### Exercise aim
Word for word, print all of the entries below.

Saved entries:
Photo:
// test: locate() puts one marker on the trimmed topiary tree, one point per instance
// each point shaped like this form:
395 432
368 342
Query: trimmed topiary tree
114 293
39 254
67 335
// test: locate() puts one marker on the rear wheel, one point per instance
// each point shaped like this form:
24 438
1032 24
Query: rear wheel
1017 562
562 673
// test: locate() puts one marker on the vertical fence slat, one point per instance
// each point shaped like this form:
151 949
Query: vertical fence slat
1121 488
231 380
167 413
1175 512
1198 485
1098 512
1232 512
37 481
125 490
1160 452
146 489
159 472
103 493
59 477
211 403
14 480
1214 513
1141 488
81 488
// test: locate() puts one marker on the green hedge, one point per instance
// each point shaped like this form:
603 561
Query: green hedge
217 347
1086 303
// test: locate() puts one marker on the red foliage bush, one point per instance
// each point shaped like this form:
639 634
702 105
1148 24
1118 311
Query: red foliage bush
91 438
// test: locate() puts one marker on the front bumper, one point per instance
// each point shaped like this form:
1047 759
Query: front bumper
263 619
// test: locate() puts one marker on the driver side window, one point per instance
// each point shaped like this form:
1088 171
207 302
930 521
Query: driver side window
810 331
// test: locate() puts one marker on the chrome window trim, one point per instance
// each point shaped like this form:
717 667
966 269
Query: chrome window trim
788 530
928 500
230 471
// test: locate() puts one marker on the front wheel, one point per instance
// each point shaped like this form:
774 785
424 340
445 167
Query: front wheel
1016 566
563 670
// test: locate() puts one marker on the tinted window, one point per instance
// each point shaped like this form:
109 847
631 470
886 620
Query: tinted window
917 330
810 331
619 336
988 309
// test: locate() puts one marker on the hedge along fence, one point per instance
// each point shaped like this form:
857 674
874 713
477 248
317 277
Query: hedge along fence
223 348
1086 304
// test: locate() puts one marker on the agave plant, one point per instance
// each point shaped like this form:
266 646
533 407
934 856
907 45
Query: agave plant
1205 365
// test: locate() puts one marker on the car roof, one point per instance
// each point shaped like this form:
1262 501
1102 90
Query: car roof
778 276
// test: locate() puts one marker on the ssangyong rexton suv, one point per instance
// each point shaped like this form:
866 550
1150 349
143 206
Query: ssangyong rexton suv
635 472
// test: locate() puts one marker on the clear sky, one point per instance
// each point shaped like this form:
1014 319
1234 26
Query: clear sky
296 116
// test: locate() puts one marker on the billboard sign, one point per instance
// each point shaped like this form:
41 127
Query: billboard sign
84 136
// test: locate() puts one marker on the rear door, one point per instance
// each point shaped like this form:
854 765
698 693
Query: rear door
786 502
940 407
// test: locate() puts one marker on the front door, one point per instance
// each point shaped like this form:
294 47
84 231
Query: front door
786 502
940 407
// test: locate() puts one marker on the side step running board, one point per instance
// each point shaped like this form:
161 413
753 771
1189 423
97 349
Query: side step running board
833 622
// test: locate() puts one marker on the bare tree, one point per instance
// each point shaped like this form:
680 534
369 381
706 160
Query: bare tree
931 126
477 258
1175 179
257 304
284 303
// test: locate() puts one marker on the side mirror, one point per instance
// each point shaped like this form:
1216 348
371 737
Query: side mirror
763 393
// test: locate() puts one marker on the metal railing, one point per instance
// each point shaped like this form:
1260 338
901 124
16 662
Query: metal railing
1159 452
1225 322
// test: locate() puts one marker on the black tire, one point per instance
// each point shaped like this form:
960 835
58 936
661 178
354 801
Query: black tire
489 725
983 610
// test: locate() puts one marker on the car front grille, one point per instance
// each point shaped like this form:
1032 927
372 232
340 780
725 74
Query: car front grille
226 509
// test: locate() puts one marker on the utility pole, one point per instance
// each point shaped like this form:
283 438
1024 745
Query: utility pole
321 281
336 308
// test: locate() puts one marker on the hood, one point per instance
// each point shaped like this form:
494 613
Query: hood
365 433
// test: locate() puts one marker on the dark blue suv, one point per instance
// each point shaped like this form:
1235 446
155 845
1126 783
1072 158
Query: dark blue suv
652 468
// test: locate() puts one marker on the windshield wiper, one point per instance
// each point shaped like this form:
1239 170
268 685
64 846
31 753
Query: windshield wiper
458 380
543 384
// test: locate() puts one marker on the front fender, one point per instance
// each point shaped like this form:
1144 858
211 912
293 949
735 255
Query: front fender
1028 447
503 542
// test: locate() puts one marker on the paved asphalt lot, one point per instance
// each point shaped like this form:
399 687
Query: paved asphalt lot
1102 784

### Solution to this problem
Photo:
// test: locate() puts one marker on the trimmed topiary tree, one point per instance
// each point shaped like this form:
395 432
368 342
Query: trimmed topiary tree
114 293
39 254
67 335
// test: locate() puts one marker on the rear wheel, one point per instance
// each point shaped like this form:
24 438
1032 24
Query: rear wheel
1017 562
562 673
// test: locate() puts one marker on the vertical fence slat, one point per instance
// each point shaped like this form:
151 949
Query: vertical fence slat
1121 488
231 380
167 413
1175 512
1198 485
1098 512
1232 512
37 481
125 490
1160 452
146 489
159 472
103 493
59 477
211 403
14 480
1214 513
1141 488
81 488
// test: locate() puts one marker on the green hedge, one point per instance
// each point shaped like this form:
603 561
Query: green hedge
217 347
1086 303
// test: locate() puts one marker on the red foliage bush, one point per instance
// each point shaped like this form:
639 634
702 105
1148 24
1118 311
Query: red foliage bush
91 438
// test: locate() puts one marker on the front bumper, one point per instance
// each point shaped like this form:
1047 759
Query: front bumper
263 619
// test: locate() puts one marker on the driver side window, one point per instance
// each point shaped like this form:
1088 171
207 302
930 521
Query: driver side window
810 331
// test: locate() puts one marker on the chrome window trim, one point per instance
// each point shaped like this form:
717 667
966 269
Query: chrome window trim
788 530
928 500
230 471
// test: locate() puts one marker on the front wheel, one point per instance
// each point shaped like this form:
774 785
424 340
445 167
Query: front wheel
1016 566
563 670
// test: locate() puts one marker on the tinted window, one point per instance
// each point shaped like this form:
109 847
631 470
886 620
Query: tinted window
917 330
810 331
619 336
988 309
// test: locate() puts one marker on the hedge along fence, one point per instance
// each point shaped like this form:
857 674
874 713
477 248
317 277
Query: hedge along fence
223 348
1086 304
// test: locate() puts one marker on the agave plant, one point per instance
// each point shaped like this form:
266 646
533 407
934 856
907 45
Query: agave plant
1205 365
// test: locate() puts one marker on the car roof, one point per instance
// each point shaped like this form:
1262 501
1102 90
Query: car roof
778 276
// test: locate() puts one marker on the ssangyong rexton suv, one point per instance
// each point shaped like this form:
866 550
1150 349
143 206
Query: ssangyong rexton suv
635 472
// test: locate() puts one marker on the clear sky, one point per instance
// each point shaped like this form:
1014 319
1234 26
Query: clear sky
296 116
// test: locate() puts one marker on the billboard sign, one point per instance
// each point shaped like this form:
41 127
Query: billboard sign
84 136
// test: locate() puts one marker on the rear door, one point per instance
// each point shaped like this form:
854 765
698 693
Query: rear door
786 502
940 407
// test: locate() puts one marker on the front door, one point per instance
// each point shaped like this form:
294 47
84 231
Query: front door
786 502
940 407
// test: locate() puts one marker on the side step running board, one point per instance
// each point shaped like this form:
161 413
753 771
1189 423
97 349
Query: side step running board
833 622
// test: locate() puts one marker on the bare tree, one point per instance
// each point shaped like this form:
680 534
369 381
706 160
Query: bare tree
931 126
477 258
1175 179
257 304
284 303
// test: locate() puts one marker on the side mirror, one point per instance
// each point shaped like this form:
1216 348
371 737
Query: side mirror
763 393
// test: locate() puts one marker on the metal railing, one point per instance
// each point shaped like this form:
1260 338
901 124
16 662
Query: metal railing
1159 452
1225 322
// test: locate() puts one marker on the black tire, one point per instance
// each point shaped like this form:
960 835
58 936
661 178
354 801
Query: black tire
489 725
983 610
// test: locate() puts one marker on the car front grille, one point per instance
// each point shaped like this form:
1032 927
372 232
340 780
725 74
Query: car front grille
226 509
// test: locate() puts one marker on the utility pole, one point per instance
// each point shaped like this form:
283 438
1024 745
Query: utility pole
321 281
336 308
// test: locate() puts one marker on the hood, one point per instance
// each point shaped like this form:
494 613
Query: hood
365 433
// test: locate() puts one marker on the dark blue suv, one point per instance
// each point shaped like this form:
1235 446
155 845
1126 783
1072 158
Query: dark blue suv
652 468
// test: locate() puts one marker on the windshield wiper, one point per instance
// each point shaped like this form:
1239 170
268 685
64 846
31 753
Query: windshield wiper
458 380
543 384
// test: locate() puts one marker on the front fender, one point per instance
// each point shaped like this form:
1144 858
211 912
293 949
735 255
Query: front fender
1028 447
503 542
// test: locate() puts one marker on the paved asphalt lot, one point per instance
// each point shaped like this form:
399 687
Query: paved asphalt lot
1102 784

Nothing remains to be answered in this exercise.